* _Excerpted passage_:
** Start **
David Darmon
MA 440-01, Regression and Time Series Analysis
Fall 2019
Tuesday, 11:40 AM — 1:00 PM, Howard Hall 212
Friday, 11:40 AM — 1:00 PM, Howard Hall 308
Here's the official description:
Covers topics related to multiple regression techniques, including testing the assumptions required for each to be valid. This includes applications to yield curve smoothing, pricing, and investment models, and the use of principal component analysis. Also covered are techniques for the analysis and modeling of time series data and forecasting.
This class covers linear statistical models: what they are, how to estimate and use them, and how to make inferences from them. Our focus will be on data analysis, statistical modeling and prediction, and critical thinking about what a statistical model can and cannot tell us about a scientific question. We will cover both classical methods of inference, including their often unrealistic assumptions, as well as more assumption-free methods. Ultimately, our goal is to use linear statistical models to explore and analyze data and report our findings to a community of peers.
Prerequisites
MA 116 or MA 118 or MA 126, passed with a grade of C- or higher, and MA 151 or MA 220 or BE 251, passed with a grade of C- or higher.
Professor
Dr. David Darmon | | ddarmon [at] monmouth.edu |
| | Howard Hall 241 |
Topics, Notes, Readings
This is currently a tentative listing of topics, in order.
- Statistical models for bivariate data: Statistical prediction: the predictor and the response. The line of best fit as a data-summary device. A statistical model as a story for how the data are generated. Where does the 'randomness' come from in the first place? Populations, super-populations, and no-populations.
** End **
* _Tasks to complete_:
1. From the regression course syllabus, set down word for word the part that opens with the words containing "Prerequisites" and closes with "super-populations, and no-populations.".
2. Render this sentence from the regression course syllabus in Spanish: "Our focus will be on data analysis, statistical modeling and prediction, and critical thinking about what a statistical model can and cannot tell us about a scientific question."
3. Write what comes next in the regression and time series course syllabus, picking up after its last sentence.

* _Records supplied_:
** Start **
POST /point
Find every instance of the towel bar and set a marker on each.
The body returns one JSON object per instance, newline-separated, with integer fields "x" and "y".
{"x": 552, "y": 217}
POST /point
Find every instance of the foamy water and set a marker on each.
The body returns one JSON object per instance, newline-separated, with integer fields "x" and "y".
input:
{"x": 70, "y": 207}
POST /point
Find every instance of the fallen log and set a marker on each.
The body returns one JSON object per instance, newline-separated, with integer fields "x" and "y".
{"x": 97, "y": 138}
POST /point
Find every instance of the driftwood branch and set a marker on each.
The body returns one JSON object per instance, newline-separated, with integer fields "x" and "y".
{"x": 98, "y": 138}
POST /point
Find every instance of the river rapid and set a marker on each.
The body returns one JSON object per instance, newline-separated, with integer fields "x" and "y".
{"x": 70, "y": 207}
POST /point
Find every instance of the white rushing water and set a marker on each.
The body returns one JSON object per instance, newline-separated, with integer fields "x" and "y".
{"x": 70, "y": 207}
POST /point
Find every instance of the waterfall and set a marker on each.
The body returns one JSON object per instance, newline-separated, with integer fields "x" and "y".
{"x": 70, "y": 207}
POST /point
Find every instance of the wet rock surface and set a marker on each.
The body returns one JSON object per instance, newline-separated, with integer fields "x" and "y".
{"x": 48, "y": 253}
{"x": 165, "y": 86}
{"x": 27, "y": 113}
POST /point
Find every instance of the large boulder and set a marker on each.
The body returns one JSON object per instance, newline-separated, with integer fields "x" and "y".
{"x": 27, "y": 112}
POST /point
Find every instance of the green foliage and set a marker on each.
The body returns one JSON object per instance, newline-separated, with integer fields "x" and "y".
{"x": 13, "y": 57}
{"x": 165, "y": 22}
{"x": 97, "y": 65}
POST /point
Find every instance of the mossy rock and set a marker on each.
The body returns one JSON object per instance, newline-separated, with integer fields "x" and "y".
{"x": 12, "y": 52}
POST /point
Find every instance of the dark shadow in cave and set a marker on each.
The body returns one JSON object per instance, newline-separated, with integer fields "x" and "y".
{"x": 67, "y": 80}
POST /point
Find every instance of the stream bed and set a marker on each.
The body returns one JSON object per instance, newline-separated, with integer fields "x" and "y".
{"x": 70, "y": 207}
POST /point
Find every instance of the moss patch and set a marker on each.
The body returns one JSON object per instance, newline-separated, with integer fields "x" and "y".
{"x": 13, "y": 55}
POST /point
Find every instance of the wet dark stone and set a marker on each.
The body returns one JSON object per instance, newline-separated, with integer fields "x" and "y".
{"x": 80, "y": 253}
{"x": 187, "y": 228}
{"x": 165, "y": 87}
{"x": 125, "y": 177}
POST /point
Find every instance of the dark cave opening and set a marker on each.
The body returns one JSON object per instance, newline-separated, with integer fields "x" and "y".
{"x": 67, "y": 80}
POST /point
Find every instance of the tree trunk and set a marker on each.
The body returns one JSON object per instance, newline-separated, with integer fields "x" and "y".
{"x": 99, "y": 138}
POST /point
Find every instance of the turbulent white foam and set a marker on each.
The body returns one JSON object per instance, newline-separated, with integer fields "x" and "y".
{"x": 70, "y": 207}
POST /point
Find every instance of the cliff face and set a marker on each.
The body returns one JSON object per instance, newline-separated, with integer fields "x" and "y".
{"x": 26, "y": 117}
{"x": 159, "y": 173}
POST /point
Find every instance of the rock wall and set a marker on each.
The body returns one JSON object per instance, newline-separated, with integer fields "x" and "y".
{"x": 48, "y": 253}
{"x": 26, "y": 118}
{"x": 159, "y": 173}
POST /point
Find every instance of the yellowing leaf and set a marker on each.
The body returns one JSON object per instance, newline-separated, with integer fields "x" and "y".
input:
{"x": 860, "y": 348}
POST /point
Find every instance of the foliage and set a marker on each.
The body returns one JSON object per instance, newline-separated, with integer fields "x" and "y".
** End **
* _Task responses_:
1.
Prerequisites
MA 116 or MA 118 or MA 126, passed with a grade of C- or higher, and MA 151 or MA 220 or BE 251, passed with a grade of C- or higher.
Professor
Dr. David Darmon | | ddarmon [at] monmouth.edu |
| | Howard Hall 241 |
Topics, Notes, Readings
This is currently a tentative listing of topics, in order.
- Statistical models for bivariate data: Statistical prediction: the predictor and the response. The line of best fit as a data-summary device. A statistical model as a story for how the data are generated. Where does the 'randomness' come from in the first place? Populations, super-populations, and no-populations.

2. Nos centraremos en el análisis de datos, la modelización estadística y la predicción, y en el pensamiento crítico sobre lo que un modelo estadístico puede y no puede decirnos acerca de una cuestión científica.

3.
- Exploratory Data Analysis with R: Histograms, scatter plots, and smoothers.
- Statistical models for simple linear regression: The least-squares line. Interpreting the regression coefficients: slope and intercept. Viewing the data as a random sample from a population. The standard line: simple linear regression with Gaussian noise (SLRGN).
- Checking assumptions before we infer: Sample residuals. Residual plots from the sample residuals. Where the SLRGN model can go wrong, and what it looks like. Checking validity using out-of-sample performance. Transforming the predictor and response to handle common violations.
- Inferences for parameters of a simple linear regression: Properties of the simple linear regression estimators under random sampling from a population, in general, and under the SLRGN model, in particular. Estimation and hypothesis testing under the SLRGN model. Confidence curves as summaries of all available information about regression parameters. Bootstrapping: when the data is a population of its own. Confidence intervals and \(P\)-values via bootstrapping. Confidence curves via bootstrapping.
- Inferences for expected values of a simple linear regression: Standard errors and confidence sets for the population line. Prediction intervals for a new measurement from the population.
- Assessing the simple linear regression as a predictive model: Predictive error. In-sample error. Out-of-sample error. Cross-validated error. Bootstrapping estimates of errors.
- Multiple linear regression: Like simple linear regression, but more. Predicting a response with more than one predictor. Least squares and the hyperplane-of-best-fit. Interpreting the regression coefficients. The dependence of population-level regression coefficients on the predictors included in the model.
- Statistical models for multiple linear regression and model checking: The multiple linear regression with Gaussian noise (MLRGN) model. Assumption checking for the MLRGN model. Common departures from the MLRGN model, and how they show up in the sample residuals.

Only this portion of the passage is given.